Kramatorsk – Der Angriff erfolgte gegen 10.30 Uhr, zu einem Zeitpunkt, als sich viele, viele Flüchtlinge am Bahnhof des ostukrainischen Kramatorsk versammelt hatten: Mindestens 50 Menschen wurden bei dem Raketenangriff am Freitag getötet, darunter fünf Kinder. 98 Verletzte kamen in umliegende Krankenhäuser. Etwa 4000 Menschen hätten sich am Bahnhof aufgehalten, sagte Bürgermeister Olexander Hontscharenko. Kramatorsk wird von ukrainischen Truppen kontrolliert, gilt aber als Ziel der Russen.

Ausgelesene Daten ▸

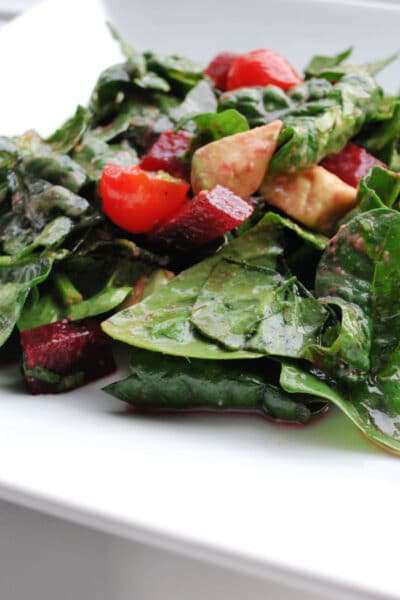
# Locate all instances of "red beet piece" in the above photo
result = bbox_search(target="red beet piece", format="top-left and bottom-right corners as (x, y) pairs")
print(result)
(321, 142), (387, 187)
(150, 185), (254, 251)
(140, 131), (193, 178)
(21, 319), (116, 394)
(204, 52), (239, 91)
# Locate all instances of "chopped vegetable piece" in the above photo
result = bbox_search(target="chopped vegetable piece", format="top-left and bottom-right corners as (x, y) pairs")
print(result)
(105, 348), (326, 424)
(261, 165), (357, 234)
(226, 48), (302, 90)
(140, 131), (193, 179)
(191, 121), (282, 197)
(99, 164), (190, 233)
(21, 319), (116, 394)
(204, 52), (239, 91)
(321, 142), (386, 187)
(151, 185), (254, 251)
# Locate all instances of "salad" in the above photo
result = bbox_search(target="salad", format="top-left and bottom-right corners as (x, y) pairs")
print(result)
(0, 25), (400, 454)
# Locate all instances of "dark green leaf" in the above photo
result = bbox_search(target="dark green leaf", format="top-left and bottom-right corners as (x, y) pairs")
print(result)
(46, 106), (92, 154)
(218, 85), (294, 127)
(270, 73), (382, 173)
(169, 80), (217, 122)
(105, 349), (323, 423)
(24, 154), (86, 193)
(0, 257), (51, 346)
(193, 109), (249, 141)
(107, 23), (146, 75)
(280, 365), (400, 454)
(304, 48), (353, 77)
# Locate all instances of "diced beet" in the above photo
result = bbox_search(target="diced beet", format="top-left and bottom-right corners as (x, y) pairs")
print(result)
(21, 319), (116, 394)
(150, 185), (254, 251)
(204, 52), (239, 91)
(140, 131), (193, 178)
(321, 142), (387, 187)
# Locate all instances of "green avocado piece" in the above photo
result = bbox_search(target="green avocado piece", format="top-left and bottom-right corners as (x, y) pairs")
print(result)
(191, 121), (282, 197)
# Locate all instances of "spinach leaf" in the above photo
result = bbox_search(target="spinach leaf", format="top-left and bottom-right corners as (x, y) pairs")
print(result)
(280, 364), (400, 454)
(309, 208), (400, 452)
(103, 213), (324, 359)
(24, 154), (86, 193)
(355, 96), (400, 171)
(73, 139), (138, 183)
(46, 106), (92, 154)
(193, 109), (249, 141)
(218, 72), (383, 173)
(107, 23), (146, 76)
(104, 349), (325, 423)
(144, 52), (204, 92)
(102, 217), (282, 359)
(305, 48), (399, 82)
(218, 85), (294, 127)
(18, 256), (152, 330)
(169, 80), (217, 126)
(304, 48), (353, 78)
(191, 260), (327, 358)
(270, 73), (382, 173)
(0, 256), (52, 346)
(356, 167), (400, 212)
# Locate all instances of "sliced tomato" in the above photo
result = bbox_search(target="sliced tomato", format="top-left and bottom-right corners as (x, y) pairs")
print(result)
(99, 164), (190, 233)
(204, 52), (239, 91)
(226, 48), (303, 90)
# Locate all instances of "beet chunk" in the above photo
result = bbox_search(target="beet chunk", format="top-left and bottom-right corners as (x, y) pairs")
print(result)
(150, 185), (254, 251)
(321, 142), (386, 187)
(140, 131), (193, 178)
(21, 319), (116, 394)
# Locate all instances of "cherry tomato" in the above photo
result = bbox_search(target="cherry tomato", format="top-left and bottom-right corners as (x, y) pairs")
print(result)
(204, 52), (239, 91)
(99, 164), (190, 233)
(226, 48), (302, 90)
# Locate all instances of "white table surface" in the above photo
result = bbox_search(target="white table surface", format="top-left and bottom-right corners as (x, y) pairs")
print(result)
(0, 0), (400, 600)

Aufgabe 1 ▸ Gib jede Zeile der Datensätze wieder, die das Wort „leaf“ enthält, und beachte dabei die Groß- und Kleinschreibung.
Aufgabe 2 ▸ Knüpfe an den Bericht über Kramatorsk an und schreibe ihn nach seinem letzten Satz weiter.
Der Bericht über Kramatorsk und die Datensätze sind voneinander getrenntes Material.

Antwort 1 ▸
# Locate all instances of "dark green leaf" in the above photo
result = bbox_search(target="dark green leaf", format="top-left and bottom-right corners as (x, y) pairs")
# Locate all instances of "spinach leaf" in the above photo
result = bbox_search(target="spinach leaf", format="top-left and bottom-right corners as (x, y) pairs")

Antwort 2 ▸
Stunden nach dem Raketeneinschlag herrscht vor dem hübschen Bahnhof mit seinem rot-weißen Backsteingiebel Totenstille. Ein Blick auf den Vorplatz lässt das Ausmaß der Tragödie erahnen: große Blutlachen, Glasscherben, verstreutes Gepäck und ein in Blut getränkter Plüschhase bedecken den Boden. Unter einer Wartebank lugt ein abgerissener Fuß in einem Turnschuh hervor. Auch die Überreste einer großen Rakete mit der russischen Aufschrift „Für unsere Kinder“ liegt auf dem Platz.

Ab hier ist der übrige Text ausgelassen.